Provided material:
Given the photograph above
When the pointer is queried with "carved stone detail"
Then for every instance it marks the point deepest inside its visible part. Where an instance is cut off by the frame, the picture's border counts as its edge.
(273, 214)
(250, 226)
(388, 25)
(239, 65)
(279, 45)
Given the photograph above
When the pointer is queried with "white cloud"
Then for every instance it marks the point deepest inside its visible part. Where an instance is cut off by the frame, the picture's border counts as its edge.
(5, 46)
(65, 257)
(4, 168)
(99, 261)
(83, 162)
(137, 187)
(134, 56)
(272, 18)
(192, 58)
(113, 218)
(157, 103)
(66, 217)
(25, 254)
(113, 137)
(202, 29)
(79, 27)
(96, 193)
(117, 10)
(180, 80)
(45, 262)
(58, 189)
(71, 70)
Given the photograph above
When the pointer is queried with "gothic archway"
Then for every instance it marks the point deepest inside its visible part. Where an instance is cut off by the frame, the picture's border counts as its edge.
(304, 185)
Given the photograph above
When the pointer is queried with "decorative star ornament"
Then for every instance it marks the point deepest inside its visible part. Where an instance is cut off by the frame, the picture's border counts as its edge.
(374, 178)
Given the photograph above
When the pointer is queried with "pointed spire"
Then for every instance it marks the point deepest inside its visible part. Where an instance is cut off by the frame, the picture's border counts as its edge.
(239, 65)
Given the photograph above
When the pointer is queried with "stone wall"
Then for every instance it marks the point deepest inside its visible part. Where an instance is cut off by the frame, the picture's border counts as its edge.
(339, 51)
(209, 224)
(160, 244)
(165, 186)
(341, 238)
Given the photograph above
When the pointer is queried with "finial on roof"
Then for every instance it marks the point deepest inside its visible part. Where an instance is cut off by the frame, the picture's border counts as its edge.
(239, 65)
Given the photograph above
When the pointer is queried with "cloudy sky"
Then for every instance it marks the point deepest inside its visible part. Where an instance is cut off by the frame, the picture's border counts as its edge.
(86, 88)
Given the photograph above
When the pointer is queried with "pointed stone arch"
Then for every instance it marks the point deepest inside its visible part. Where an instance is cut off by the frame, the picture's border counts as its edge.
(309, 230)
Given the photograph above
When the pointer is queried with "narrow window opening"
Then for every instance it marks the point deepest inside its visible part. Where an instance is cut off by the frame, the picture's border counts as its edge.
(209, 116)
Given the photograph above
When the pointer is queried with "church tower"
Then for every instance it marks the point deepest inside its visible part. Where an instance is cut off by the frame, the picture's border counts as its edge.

Problem to work on: Please report how many lines above contain the string "with", treating uppercase and lowercase as different. Give only the number.

Solution: 11